List as a numbered list every line from the one containing "Annotation guideline: for each instance of the black blazer" through the last of the rows below, both included, with blank lines omitted.
— begin Excerpted data —
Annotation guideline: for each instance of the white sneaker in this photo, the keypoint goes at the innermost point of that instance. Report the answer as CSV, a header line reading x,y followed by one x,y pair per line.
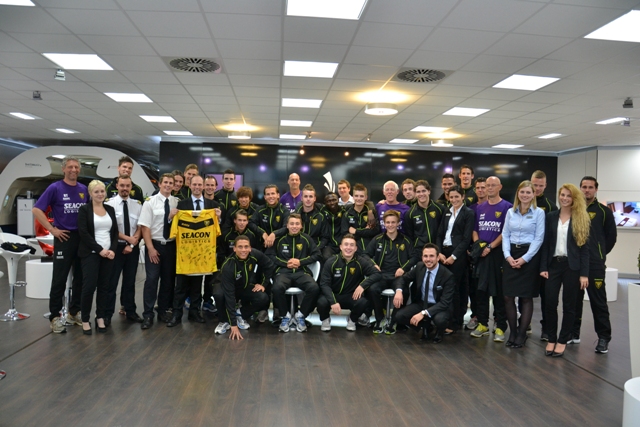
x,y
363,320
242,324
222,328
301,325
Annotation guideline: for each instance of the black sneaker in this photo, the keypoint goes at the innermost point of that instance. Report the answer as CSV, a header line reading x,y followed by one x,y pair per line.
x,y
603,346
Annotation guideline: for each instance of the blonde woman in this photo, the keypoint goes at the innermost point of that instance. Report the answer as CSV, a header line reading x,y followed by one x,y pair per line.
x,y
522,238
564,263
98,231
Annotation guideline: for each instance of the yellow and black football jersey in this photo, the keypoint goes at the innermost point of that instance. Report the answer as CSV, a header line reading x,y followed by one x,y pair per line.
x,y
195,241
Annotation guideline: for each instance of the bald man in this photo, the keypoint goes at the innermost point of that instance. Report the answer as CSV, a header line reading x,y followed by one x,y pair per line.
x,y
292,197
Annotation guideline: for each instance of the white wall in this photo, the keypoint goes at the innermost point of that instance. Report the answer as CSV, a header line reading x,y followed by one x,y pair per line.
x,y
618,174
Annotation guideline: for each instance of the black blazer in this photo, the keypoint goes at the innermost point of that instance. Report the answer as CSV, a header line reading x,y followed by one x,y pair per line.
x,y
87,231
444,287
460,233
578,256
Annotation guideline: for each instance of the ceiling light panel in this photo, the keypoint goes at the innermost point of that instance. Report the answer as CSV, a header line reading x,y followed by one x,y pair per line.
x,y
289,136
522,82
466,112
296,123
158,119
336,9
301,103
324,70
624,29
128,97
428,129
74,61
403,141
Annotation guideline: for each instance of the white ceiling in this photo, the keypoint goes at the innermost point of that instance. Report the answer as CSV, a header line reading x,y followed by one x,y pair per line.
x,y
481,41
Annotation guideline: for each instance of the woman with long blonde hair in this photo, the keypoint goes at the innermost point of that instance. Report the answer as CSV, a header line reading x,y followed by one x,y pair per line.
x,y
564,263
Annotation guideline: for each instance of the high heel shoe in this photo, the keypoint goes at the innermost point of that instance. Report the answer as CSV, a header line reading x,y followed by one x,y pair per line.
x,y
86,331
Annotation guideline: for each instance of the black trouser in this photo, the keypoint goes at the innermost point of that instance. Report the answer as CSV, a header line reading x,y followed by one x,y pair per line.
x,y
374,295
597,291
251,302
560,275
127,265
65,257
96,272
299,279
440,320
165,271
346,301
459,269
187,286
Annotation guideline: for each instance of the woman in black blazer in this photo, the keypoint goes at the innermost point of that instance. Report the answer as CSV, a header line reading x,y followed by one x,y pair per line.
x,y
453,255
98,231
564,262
— end Excerpted data —
» **Written solution**
1. Annotation guideline: for each instance of the black blazer in this photo, the keypoint goes at the innermost point of that instance. Report the answer as CSV, a header line reading x,y followed by one x,y pair per line.
2. x,y
3. 87,231
4. 444,287
5. 460,233
6. 578,256
7. Annotation guideline: for each instance of the ceiling light panel in this photo, the keypoint goes at the innermost point of that instance. Report the answer as CSV, a header line reading x,y followed by one x,y pair per line.
8. x,y
9. 289,136
10. 522,82
11. 466,112
12. 296,123
13. 158,119
14. 336,9
15. 301,103
16. 324,70
17. 624,29
18. 128,97
19. 428,129
20. 74,61
21. 403,141
22. Annotation guideline: for each instance of the white ceiling in this photo, the keypoint goes at the innermost point of that instance. Report the answer as CSV, a header line reading x,y followed by one x,y pair per line.
23. x,y
24. 481,41
25. Annotation guideline: for each instance of the woman with long blonde hair in this photo, the keypoint goes at the innermost point of that instance. Report the answer as CSV, a header line reading x,y followed by one x,y pair per line.
26. x,y
27. 564,263
28. Annotation guideline: for each instance of the high heel shoe in this photo, the keypoint goes at the innermost point of that instance. Report the answer as CSV, a header line reading x,y followed by one x,y pair per line.
29. x,y
30. 86,331
31. Annotation guideline: for each instance of the black trouser in this photo, the keypoint goes at the innermost point of that instance. Report the answer as CSV, a header line reading x,y followed by one x,y pair per line.
32. x,y
33. 374,295
34. 597,291
35. 251,302
36. 560,275
37. 127,265
38. 65,257
39. 96,272
40. 299,279
41. 440,320
42. 165,271
43. 346,301
44. 459,269
45. 187,286
46. Annotation guideline: for each instance of the woman in black blazer in this photo, the keypoint goes at the innermost point of that instance. Report the answer as CSV, a header line reading x,y followed by one x,y pair per line.
47. x,y
48. 453,255
49. 98,231
50. 564,262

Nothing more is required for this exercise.